### Task brief
Please rewrite the records below, beginning with the first line and stopping after the line that contains "(1183, 452)". Keep the requests as they are, and shift every coordinate in the answers by adding -80.

┏━━

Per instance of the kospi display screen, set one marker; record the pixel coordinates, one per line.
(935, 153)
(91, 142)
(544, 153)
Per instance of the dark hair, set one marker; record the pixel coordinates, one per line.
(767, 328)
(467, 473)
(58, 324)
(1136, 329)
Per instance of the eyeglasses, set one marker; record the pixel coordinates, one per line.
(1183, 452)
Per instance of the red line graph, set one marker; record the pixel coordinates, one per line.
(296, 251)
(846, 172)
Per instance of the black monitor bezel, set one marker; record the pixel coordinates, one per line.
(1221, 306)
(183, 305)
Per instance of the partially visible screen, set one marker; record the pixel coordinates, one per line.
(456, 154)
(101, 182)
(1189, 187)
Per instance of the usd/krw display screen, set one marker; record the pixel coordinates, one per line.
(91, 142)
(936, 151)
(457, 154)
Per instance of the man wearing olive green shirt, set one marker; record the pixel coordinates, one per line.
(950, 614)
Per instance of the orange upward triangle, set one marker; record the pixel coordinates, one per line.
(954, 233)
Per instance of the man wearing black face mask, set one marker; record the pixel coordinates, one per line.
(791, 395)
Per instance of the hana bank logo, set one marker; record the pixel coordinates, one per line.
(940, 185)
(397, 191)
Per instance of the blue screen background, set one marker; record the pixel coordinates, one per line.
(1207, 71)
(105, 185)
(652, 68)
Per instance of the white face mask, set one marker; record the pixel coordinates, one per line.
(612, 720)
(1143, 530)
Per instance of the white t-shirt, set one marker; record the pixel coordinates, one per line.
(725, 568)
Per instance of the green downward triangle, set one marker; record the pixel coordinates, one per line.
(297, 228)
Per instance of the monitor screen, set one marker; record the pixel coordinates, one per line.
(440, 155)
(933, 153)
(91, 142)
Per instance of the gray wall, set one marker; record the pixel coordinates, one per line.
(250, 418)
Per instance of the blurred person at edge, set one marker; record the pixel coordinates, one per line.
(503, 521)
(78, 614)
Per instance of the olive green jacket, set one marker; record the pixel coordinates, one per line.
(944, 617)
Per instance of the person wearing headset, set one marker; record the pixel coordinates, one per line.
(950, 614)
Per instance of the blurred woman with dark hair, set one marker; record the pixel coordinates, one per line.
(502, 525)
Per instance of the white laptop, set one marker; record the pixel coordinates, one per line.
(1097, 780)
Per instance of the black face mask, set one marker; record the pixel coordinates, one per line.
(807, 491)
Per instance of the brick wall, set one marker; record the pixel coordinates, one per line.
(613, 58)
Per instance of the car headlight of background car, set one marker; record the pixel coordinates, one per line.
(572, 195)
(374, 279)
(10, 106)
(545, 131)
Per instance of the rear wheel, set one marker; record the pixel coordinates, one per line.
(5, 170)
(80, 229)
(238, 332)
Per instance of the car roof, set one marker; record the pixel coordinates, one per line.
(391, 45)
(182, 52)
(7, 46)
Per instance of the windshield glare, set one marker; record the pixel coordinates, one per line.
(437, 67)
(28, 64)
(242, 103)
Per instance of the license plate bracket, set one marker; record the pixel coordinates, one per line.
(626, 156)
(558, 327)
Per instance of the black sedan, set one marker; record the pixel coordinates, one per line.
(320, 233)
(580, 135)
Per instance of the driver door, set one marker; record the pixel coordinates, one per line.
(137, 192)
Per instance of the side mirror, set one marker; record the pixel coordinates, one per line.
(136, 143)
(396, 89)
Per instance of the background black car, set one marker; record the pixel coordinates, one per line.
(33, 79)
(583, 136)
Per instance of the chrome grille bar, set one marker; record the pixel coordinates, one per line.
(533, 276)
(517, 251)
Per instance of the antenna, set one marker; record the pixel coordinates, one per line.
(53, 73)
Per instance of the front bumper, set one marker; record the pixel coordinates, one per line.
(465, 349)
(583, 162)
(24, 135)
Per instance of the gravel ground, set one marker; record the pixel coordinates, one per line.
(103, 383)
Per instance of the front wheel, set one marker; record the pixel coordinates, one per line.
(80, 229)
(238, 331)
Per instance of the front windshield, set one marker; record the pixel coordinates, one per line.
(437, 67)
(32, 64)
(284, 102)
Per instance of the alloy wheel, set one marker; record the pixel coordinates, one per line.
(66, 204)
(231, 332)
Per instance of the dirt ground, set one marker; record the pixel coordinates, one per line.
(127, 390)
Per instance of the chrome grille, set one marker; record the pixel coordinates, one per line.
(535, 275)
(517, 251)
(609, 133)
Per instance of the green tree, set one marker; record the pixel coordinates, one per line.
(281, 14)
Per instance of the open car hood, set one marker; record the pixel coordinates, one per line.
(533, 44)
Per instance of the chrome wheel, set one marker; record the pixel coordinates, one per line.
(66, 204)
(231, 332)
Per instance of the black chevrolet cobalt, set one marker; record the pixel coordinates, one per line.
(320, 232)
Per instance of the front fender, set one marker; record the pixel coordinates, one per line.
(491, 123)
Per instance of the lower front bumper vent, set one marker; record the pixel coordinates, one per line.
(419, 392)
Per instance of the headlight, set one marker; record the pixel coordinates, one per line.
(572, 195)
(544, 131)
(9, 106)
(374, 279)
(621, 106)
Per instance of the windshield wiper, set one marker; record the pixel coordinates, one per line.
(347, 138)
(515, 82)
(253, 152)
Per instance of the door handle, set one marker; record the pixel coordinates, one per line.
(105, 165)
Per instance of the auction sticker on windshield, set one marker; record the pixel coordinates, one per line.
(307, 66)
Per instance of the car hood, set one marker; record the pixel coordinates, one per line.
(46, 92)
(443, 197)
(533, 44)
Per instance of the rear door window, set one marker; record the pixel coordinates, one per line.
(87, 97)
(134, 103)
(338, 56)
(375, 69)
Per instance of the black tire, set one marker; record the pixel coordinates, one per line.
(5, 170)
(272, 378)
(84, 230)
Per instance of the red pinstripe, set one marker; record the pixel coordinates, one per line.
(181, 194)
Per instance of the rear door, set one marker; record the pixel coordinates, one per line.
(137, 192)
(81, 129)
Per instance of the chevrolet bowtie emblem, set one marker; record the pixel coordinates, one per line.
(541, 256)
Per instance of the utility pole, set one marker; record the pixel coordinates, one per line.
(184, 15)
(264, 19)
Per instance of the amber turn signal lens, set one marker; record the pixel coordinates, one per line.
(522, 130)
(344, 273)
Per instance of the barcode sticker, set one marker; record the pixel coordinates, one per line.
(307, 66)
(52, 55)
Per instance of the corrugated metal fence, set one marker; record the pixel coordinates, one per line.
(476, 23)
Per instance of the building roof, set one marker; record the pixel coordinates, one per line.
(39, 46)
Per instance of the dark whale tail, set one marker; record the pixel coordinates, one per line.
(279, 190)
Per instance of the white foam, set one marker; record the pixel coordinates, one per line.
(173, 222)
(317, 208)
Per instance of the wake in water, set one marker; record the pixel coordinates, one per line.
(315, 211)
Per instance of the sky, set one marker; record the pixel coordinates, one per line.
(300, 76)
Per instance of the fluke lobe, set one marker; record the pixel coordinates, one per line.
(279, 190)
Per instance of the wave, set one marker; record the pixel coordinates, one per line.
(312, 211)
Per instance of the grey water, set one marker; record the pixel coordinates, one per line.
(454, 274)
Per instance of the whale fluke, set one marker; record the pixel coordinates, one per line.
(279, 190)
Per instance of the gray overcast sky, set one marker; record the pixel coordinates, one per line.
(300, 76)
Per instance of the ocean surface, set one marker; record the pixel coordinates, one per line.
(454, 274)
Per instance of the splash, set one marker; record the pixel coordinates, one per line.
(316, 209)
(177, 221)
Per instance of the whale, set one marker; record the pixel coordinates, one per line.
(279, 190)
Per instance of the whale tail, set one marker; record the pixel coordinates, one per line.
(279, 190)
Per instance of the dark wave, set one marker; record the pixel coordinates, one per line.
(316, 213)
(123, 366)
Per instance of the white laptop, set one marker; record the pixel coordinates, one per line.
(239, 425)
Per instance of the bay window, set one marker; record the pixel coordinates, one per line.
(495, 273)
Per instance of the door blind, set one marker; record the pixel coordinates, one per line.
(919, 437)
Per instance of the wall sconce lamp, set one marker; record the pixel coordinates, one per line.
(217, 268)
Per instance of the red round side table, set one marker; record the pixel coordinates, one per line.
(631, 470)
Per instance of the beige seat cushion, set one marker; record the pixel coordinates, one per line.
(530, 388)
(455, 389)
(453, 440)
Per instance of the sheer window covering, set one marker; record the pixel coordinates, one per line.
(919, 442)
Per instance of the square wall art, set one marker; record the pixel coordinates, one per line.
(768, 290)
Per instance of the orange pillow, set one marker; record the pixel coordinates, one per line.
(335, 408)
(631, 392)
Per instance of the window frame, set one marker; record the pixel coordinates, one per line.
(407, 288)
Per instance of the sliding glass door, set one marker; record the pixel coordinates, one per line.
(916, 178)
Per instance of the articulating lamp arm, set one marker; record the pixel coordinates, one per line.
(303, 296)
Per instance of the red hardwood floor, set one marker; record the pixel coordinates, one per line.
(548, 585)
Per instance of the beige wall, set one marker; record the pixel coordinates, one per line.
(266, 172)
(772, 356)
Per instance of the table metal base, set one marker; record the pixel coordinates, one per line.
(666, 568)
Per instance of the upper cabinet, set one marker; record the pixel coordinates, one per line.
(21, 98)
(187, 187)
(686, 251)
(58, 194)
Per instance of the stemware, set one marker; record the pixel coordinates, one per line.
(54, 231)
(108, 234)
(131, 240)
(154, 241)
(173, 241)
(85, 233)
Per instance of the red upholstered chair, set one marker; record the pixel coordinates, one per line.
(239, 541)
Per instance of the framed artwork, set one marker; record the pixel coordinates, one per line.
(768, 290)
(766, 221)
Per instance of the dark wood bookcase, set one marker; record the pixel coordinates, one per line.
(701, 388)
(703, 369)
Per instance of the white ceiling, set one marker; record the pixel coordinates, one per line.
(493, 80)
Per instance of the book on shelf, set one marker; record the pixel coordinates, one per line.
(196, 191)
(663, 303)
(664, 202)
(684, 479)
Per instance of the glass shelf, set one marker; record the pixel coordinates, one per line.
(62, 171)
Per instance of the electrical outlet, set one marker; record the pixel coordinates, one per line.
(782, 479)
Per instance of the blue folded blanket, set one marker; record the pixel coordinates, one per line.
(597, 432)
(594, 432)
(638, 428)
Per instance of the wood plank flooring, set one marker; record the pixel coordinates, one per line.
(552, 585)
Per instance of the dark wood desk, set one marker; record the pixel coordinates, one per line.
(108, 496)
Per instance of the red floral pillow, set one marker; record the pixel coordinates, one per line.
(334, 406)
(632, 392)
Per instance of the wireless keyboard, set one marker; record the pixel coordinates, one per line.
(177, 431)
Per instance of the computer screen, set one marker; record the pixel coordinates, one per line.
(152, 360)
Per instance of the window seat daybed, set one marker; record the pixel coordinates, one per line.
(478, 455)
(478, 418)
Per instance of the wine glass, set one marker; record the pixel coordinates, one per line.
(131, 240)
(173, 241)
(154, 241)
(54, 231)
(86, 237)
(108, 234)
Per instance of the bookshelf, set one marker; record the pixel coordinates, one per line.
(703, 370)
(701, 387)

┗━━

### Exercise answer
Per instance of the kospi display screen, set one marker; record the pixel coordinates, one per line.
(855, 73)
(11, 62)
(464, 73)
Per instance of the dark hair, set one marker; record the pixel coordinates, one per line.
(687, 248)
(387, 393)
(-22, 244)
(1056, 249)
Per instance of the eyeglasses, set one marker; record the pixel coordinates, one per line.
(1103, 372)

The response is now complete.